→ **What is being asked**
In the data below, the answer is the run of lines from the line containing "box: [205, 148, 217, 164]" through the line containing "positive clicks: (215, 157)", both included; print it exactly and nothing else.

→ **Provided records**
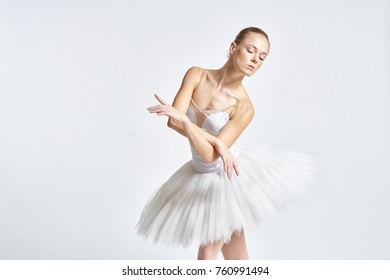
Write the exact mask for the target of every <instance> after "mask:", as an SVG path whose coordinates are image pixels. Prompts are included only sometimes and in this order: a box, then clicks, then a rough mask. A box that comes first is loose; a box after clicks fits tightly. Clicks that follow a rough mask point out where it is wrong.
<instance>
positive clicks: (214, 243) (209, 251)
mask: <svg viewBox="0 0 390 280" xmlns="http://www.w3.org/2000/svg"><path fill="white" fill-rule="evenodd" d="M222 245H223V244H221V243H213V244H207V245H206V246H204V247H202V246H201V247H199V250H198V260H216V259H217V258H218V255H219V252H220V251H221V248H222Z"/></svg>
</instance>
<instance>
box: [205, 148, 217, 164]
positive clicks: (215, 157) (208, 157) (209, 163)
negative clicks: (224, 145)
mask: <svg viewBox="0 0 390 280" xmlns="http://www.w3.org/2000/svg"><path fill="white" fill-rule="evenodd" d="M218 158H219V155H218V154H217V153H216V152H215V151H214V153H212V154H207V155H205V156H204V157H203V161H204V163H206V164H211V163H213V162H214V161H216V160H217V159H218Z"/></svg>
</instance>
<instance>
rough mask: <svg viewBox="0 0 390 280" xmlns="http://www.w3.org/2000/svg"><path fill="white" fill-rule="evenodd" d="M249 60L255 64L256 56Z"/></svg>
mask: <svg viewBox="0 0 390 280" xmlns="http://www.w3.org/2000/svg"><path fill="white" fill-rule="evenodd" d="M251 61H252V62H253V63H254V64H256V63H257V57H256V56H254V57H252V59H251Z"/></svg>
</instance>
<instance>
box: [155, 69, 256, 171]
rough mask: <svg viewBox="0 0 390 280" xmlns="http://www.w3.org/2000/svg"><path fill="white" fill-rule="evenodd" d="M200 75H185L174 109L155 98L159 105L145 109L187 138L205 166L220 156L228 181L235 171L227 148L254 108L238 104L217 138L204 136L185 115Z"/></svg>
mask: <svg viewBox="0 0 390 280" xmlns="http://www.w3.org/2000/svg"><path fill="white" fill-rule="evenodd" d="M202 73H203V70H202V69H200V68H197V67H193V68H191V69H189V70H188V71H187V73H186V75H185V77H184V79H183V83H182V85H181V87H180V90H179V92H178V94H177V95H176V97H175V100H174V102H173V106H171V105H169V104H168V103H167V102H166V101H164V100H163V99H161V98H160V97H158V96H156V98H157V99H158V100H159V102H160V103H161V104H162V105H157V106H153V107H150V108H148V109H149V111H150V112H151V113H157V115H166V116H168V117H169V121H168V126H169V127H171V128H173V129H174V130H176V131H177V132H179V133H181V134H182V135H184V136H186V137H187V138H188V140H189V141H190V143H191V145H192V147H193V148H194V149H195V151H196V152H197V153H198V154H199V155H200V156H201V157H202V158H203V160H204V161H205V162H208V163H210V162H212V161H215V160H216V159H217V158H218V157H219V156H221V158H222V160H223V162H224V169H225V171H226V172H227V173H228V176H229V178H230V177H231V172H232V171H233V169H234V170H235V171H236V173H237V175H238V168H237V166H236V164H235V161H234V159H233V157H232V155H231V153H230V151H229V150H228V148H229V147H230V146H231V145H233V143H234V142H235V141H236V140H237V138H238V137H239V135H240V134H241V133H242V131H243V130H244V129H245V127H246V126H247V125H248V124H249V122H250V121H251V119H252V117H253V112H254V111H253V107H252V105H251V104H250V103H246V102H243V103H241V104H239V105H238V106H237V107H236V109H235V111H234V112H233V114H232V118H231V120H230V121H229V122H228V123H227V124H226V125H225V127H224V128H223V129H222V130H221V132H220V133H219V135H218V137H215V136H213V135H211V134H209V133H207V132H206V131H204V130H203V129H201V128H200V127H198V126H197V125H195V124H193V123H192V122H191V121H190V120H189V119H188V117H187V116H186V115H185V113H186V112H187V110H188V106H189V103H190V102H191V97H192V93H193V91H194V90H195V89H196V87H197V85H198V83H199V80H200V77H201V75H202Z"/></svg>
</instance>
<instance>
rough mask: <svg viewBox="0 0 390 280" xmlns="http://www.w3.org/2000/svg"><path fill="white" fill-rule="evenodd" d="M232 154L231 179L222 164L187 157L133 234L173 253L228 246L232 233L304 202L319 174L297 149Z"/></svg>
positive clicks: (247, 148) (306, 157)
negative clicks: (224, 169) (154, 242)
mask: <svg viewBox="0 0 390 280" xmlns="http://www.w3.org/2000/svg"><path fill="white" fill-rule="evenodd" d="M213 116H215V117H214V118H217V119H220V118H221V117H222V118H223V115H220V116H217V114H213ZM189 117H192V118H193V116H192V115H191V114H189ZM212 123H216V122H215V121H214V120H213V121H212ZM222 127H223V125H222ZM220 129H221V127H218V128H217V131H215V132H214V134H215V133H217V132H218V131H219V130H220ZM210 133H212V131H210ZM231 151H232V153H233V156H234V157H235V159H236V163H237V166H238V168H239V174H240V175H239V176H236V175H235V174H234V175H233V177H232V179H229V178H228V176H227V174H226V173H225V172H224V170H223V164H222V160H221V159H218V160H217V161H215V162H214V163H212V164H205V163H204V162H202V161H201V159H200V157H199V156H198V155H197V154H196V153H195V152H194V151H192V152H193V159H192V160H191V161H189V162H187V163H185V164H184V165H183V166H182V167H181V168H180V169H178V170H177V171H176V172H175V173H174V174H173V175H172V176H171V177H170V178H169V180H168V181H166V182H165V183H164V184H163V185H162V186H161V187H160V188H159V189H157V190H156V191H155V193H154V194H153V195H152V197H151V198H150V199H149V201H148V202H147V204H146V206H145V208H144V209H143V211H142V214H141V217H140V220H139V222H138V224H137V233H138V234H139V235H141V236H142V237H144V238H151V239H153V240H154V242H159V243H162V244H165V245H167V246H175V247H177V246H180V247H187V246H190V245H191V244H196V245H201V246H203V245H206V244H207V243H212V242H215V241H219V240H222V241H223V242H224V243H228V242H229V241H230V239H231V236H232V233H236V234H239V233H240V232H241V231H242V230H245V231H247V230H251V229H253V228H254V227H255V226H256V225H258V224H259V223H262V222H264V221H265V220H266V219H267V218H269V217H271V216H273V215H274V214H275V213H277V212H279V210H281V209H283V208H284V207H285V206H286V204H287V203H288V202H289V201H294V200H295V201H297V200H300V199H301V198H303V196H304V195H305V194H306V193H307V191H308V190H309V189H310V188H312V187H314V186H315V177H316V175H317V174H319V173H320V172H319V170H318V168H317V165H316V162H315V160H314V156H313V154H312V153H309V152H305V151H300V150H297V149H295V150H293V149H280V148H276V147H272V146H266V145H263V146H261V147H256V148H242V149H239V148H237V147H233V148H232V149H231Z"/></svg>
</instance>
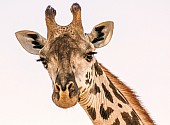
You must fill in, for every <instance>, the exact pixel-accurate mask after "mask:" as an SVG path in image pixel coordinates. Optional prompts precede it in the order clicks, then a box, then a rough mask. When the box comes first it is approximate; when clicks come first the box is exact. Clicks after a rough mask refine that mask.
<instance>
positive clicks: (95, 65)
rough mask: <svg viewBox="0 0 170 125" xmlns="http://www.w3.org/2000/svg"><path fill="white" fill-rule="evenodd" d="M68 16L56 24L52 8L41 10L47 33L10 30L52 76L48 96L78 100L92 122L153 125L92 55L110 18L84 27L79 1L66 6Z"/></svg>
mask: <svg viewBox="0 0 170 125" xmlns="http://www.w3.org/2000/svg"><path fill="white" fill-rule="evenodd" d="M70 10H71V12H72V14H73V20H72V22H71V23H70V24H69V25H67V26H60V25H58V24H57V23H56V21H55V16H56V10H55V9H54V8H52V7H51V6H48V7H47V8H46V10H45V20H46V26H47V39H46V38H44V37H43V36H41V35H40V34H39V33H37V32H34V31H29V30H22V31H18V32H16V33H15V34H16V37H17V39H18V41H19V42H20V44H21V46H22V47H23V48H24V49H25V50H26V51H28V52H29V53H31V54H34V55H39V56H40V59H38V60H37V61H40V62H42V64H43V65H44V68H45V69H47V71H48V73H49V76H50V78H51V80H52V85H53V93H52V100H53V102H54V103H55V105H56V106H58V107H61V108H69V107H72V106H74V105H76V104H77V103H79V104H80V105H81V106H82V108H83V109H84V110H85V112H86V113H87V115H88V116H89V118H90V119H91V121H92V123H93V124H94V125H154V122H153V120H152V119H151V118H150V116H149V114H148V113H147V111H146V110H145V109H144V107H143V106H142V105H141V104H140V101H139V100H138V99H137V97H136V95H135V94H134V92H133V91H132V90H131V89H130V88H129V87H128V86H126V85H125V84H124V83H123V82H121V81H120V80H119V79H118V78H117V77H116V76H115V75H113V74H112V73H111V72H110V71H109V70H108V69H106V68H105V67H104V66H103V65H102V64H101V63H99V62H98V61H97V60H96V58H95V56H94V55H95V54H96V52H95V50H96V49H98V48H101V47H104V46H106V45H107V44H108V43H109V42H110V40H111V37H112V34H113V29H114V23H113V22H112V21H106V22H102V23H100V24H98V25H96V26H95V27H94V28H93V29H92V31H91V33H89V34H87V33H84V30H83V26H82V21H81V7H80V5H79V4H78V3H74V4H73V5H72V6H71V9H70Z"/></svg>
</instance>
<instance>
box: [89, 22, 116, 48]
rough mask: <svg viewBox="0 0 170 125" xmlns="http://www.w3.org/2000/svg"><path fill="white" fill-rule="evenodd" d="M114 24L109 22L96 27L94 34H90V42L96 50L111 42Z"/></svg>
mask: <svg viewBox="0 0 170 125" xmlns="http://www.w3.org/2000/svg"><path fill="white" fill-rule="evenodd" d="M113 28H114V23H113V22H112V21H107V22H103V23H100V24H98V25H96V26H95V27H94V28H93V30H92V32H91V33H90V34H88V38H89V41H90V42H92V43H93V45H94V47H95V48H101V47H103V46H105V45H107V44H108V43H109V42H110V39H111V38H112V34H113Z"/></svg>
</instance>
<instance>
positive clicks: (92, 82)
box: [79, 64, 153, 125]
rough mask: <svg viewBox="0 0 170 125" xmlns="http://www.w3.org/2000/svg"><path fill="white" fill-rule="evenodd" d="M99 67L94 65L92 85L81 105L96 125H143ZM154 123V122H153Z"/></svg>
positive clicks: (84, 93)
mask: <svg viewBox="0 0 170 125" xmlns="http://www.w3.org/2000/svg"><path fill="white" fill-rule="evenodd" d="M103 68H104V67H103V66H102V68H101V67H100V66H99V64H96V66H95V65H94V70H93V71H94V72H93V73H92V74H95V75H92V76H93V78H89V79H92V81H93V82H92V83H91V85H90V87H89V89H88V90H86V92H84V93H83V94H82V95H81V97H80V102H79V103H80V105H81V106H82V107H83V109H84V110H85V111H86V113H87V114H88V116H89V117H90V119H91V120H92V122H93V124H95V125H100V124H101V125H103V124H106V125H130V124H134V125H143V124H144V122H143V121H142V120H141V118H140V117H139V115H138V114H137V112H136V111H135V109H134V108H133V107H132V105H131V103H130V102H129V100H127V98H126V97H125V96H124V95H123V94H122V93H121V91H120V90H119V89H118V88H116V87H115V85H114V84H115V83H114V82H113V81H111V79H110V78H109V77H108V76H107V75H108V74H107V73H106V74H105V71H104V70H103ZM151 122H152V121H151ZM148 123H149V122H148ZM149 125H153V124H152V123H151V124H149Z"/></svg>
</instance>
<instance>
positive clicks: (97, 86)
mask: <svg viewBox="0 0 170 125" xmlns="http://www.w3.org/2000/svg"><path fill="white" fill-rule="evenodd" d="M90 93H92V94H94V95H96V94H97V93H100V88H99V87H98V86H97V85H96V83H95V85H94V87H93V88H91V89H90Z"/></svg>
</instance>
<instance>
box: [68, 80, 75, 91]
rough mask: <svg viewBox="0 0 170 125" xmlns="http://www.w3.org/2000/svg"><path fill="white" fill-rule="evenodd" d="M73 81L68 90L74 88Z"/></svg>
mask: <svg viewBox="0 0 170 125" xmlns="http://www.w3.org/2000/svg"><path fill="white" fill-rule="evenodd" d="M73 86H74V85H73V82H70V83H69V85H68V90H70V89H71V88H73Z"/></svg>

→ **Your response**
box: [205, 148, 217, 164]
positive clicks: (215, 157) (208, 157) (209, 163)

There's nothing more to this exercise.